◆ Task set
1. In the article on the Virginia Tech population simulation, what does the simulation do when a synthetic American goes grocery shopping, and why? Answer in one to three sentences.
2. Set down the stretch of the article on the Virginia Tech population simulation from "As many as 163" through "others live alone.".
3. Resume the article on the Virginia Tech simulation of Americans, starting after its last sentence.

══ Passage for review ══

4 December 2008—At a rally in rural North Carolina during the 2008 U.S. presidential election campaign, Alaska governor Sarah Palin infamously said that there was a ”real America” and presumably a fake one. Though she was the butt of jokes for the remainder of the campaign, in a way Palin was right. One state over, a team of computer scientists and a physicist from Virginia Polytechnic Institute and State University (Virginia Tech), in Blacksburg, Va., was creating a fake America of its own.
The group has designed what it claims is the largest, most detailed, and realistic computer model of the lives of about 100 million Americans, using enormous amounts of publicly available demographic data. The model’s makers hope the simulation will shed light on the effects of human comings and goings, such as how a contagion spreads, a fad grows, or traffic flows. In the next six months, the researchers expect to be able to simulate the movement of all 300 million residents of the United States.
As many as 163 variables, mostly drawn from the U.S. Census, come into play for each synthetic American. Called EpiSimdemics, the model almost perfectly matches the demographic attributes of groups with at least 1500 people, according to Keith Bisset, a senior research associate who works on the simulation’s software. The software generates fake people to populate real communities and assigns each person characteristics such as age, education level, and occupation to mirror local statistics derived from the most recent national census. In accordance with the data, some individuals are clustered into families, while others live alone.
Every synthetic household is assigned a real street address, based on land-use information from Navteq, a digital-mapping company. Using data from a business directory, each employed individual is matched to a specific job within a reasonable commute from the person’s home. Similarly, actual schools, supermarkets, and shopping centers identified through Navteq’s database are also linked to households based on their proximity to the home. When an artificial American goes grocery shopping, the simulation algorithm assigns probabilities that he or she will visit one store over another, adding an element of unpredictability to a person’s daily schedule.

═══
══ Data under study ══

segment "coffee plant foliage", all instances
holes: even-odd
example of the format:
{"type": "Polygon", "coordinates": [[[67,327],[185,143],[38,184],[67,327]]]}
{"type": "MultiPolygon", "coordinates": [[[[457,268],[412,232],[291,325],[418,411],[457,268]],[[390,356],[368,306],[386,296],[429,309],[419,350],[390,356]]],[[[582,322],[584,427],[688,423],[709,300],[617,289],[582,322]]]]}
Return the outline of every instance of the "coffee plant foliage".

═══

◆ Answers by item
1. The simulation algorithm assigns probabilities that the person will visit one store rather than another. This adds an element of unpredictability to the person's daily schedule.

2.
As many as 163 variables, mostly drawn from the U.S. Census, come into play for each synthetic American. Called EpiSimdemics, the model almost perfectly matches the demographic attributes of groups with at least 1500 people, according to Keith Bisset, a senior research associate who works on the simulation’s software. The software generates fake people to populate real communities and assigns each person characteristics such as age, education level, and occupation to mirror local statistics derived from the most recent national census. In accordance with the data, some individuals are clustered into families, while others live alone.

3.
Though the simulation is not restricted to the study of contagious diseases, a major application so far has been modeling how a flu epidemic might propagate through different regions. To accomplish this, each person has an embedded model of how he or she might respond to the flu, with probabilities derived from epidemiological data and the person’s age and general health.
Now imagine that a few of those model citizens become infected with the flu. Discerning the impact of millions of unique behaviors on infectious disease patterns involves performing many millions of tiny but intertwined calculations. As the sample population grows, those calculations quickly become a hefty computing task. ”The lack of symmetry and regularity makes these types of problems very different from traditional physics problems that require large computing power,” says Stephen Eubank, the physicist on the project.”We have to address all kinds of scaling issues with the very irregular communication patterns in the model.”
To break up the problem into computable chunks, the software treats each person and each location as a separate set of calculations. In a flu experiment, the algorithm starts with a person in a given health state. If the person is recently infected, his or her health will steadily deteriorate over the course of a day. The victim may begin to show symptoms, and at a certain time the person will become contagious. The algorithm stores a record of each person’s health state as it was at each of the locations he or she visited throughout the day.
Once they have been compiled, those health records are dispatched to the modules of code representing the locations visited by each person. The algorithm checks all the interactions among people who were at a location at the same time and determines the number of new infections that arose from the day’s encounters. After those calculations are finished, the location module sends the updated infection data back to the modules representing each person. Each person and each location is calculated on a unique processing element so that many parts of the algorithm can be computed in parallel on a supercomputer. ”This brute-force computation changes qualitatively how we think about the problem,” says Christopher Barrett, who works on the project and is the director of Virginia Tech’s Network Dynamics and Simulation Science Laboratory.
For a recent experiment on flu transmission over three months in the Chicago area, for example, the researchers ran 10 iterations of the simulation in 30 minutes each on a cluster of three dozen machines. By virtue of organizing the problem into people and location entities, they were able to speed up the software substantially; using the algorithms available five years ago, a single simulation on comparable machines would have taken up to six hours.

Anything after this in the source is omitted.